- [Text block]
-=-=-=-=-

Camille has been living and working in Chicago as a journalist for years and hasn’t really thought about her hometown in Missouri or her family. Her younger sister Marian died when she was a child and she was never close to her mother. Camille also has a younger half-sister she knows nothing about and she never thought she’d ever go back home to get to know her. That is until young girls are going missing, and some are turning up dead and Camille’s boss at the paper sends her home to get the story.
Sharp Objects is a murder mystery that also looks at family and the way small towns can be toxic but can also offer a place of normalcy – depending on what sort of person you are. Camille finds her hometown of Wind Gap suffocating and wants to leave even before she arrived. Wind Gap is the epitome of small town mentality – all her school friends are still there, married to each other and have children and are still catty to one another. Camille is the only one who ever left and she’s not sure how to process that.
The relationship between Camille and her mother Andora is fascinating but it also put me (and Camille) on edge. There’s a lot of mixed messages and sometimes it seems that Camille is an unreliable narrator as you hear what Andora’s take is on Camille’s childhood. Amma, Camille’s half-sister, is not nice. She’s thirteen but she acts a lot older and is the ringleader of the popular girls in the high school and they revel in making fun of the other kids and adults in the town. But to Andora, Amma is the perfect southern belle who can do nothing wrong and is mummy’s little girl.

-=-=-=-=-

- [Work instruction 1] Rewrite the review of Sharp Objects starting with "Camille has been" and going on through "get the story.", changing "Chicago" to "Boston".
- [Work instruction 2] According to the review of Sharp Objects, what is the name of Camille's hometown?
- [Work instruction 3] Carry on writing the review of Sharp Objects from its final sentence.

- [Entries shown]

-=-=-=-=-

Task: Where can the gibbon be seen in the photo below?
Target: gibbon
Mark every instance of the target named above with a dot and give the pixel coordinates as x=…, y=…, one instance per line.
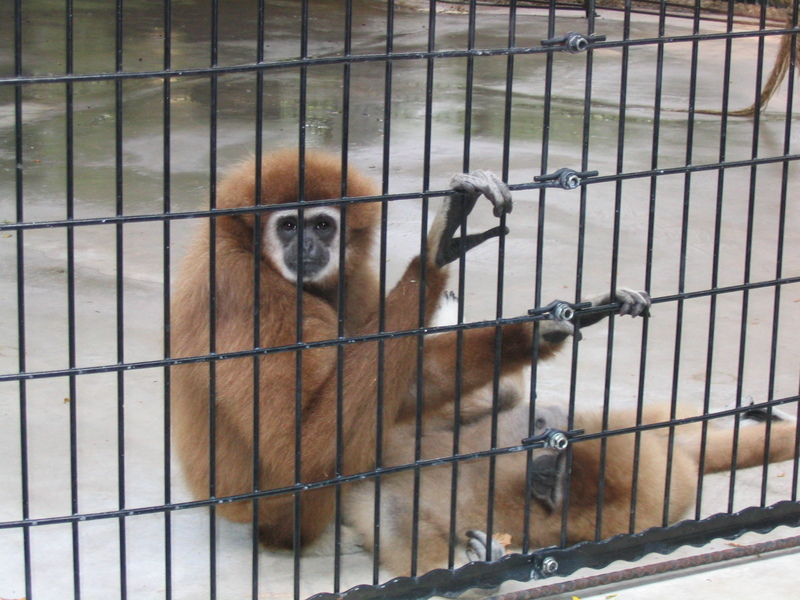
x=292, y=246
x=549, y=480
x=306, y=246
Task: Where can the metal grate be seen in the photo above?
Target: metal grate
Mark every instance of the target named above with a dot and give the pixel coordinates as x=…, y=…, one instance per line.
x=631, y=164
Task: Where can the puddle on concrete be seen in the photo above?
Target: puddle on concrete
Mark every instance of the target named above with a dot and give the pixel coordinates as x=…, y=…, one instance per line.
x=136, y=179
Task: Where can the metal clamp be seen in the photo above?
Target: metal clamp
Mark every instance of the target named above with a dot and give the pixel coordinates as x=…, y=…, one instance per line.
x=567, y=179
x=574, y=42
x=558, y=310
x=552, y=438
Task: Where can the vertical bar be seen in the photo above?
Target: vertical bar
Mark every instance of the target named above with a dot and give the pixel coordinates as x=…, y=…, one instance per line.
x=654, y=154
x=120, y=304
x=423, y=271
x=212, y=301
x=682, y=267
x=780, y=250
x=71, y=350
x=747, y=258
x=303, y=107
x=342, y=298
x=167, y=270
x=716, y=254
x=21, y=337
x=257, y=254
x=537, y=291
x=623, y=107
x=387, y=120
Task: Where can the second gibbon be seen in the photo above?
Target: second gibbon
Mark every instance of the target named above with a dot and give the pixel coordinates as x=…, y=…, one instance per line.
x=547, y=481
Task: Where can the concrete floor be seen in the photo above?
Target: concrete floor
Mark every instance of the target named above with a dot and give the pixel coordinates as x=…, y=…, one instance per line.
x=143, y=475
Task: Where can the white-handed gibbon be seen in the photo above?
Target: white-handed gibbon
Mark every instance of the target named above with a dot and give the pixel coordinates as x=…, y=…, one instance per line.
x=305, y=245
x=547, y=480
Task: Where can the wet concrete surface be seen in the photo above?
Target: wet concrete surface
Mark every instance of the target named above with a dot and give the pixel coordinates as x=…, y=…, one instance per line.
x=121, y=319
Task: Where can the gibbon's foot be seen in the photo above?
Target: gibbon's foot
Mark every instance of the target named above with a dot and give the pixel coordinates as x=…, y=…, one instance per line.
x=761, y=414
x=467, y=188
x=447, y=312
x=477, y=547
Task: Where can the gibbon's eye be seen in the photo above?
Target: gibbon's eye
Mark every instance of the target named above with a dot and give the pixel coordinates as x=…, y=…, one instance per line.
x=288, y=225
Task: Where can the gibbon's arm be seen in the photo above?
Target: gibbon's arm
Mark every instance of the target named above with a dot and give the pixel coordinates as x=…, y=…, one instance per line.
x=402, y=309
x=516, y=348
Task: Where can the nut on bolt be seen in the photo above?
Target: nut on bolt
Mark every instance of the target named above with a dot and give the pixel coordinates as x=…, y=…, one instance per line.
x=563, y=312
x=557, y=440
x=549, y=566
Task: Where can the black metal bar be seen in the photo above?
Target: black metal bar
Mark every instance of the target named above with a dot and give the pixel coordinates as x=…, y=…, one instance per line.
x=212, y=311
x=595, y=555
x=120, y=297
x=213, y=357
x=258, y=221
x=167, y=297
x=332, y=60
x=130, y=512
x=214, y=212
x=19, y=201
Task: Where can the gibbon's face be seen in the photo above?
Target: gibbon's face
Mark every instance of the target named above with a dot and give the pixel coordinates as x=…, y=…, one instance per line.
x=319, y=254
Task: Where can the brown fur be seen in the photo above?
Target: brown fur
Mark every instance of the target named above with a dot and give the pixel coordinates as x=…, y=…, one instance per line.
x=234, y=393
x=776, y=77
x=397, y=491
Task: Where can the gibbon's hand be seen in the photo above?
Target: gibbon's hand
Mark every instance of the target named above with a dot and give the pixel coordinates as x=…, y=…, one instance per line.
x=633, y=303
x=467, y=188
x=477, y=548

-=-=-=-=-

- [Written response 1]
Camille has been living and working in Boston as a journalist for years and hasn’t really thought about her hometown in Missouri or her family. Her younger sister Marian died when she was a child and she was never close to her mother. Camille also has a younger half-sister she knows nothing about and she never thought she’d ever go back home to get to know her. That is until young girls are going missing, and some are turning up dead and Camille’s boss at the paper sends her home to get the story.

- [Written response 2] Wind Gap

- [Written response 3]
The three women are the central driving force in Sharp Objects; Camille, Amma, and Andora are all complex and interesting characters but are not always likeable. Even Camille, who is our in to the story often comes across as selfish or weak or standoffish. It was different to read a book where I often didn’t like the main character, or found their decisions stupid which in turn made me dislike them more.
I read Gone Girl by Gillian Flynn last year so I sort of knew what to expect in terms of the novel being dark and often twisted. Still, Sharp Objects still surprised me. I thought I’d got “who’d done it” about half way through the book (it’s quite a short and quick read) but there was layers of secrets and lies so while I had figured some things out, it turned out I hadn’t got the whole thing worked out. In some ways I liked that because it meant I had the rug pulled from under me at the very end. But on the other hand, because it was going down one route (that I thought was obvious) for so long I became a bit bored, the big reveal didn’t affect me as much because I had become less invested in the story.
If you like Flynn’s other books I’d give Sharp Objects a read and if you haven’t, it’s a good starting point. It’s pretty short and fast-paced, it’s surprising and I have mixed feelings about the characters. It’s definitely one where the ending makes you think. 4/5.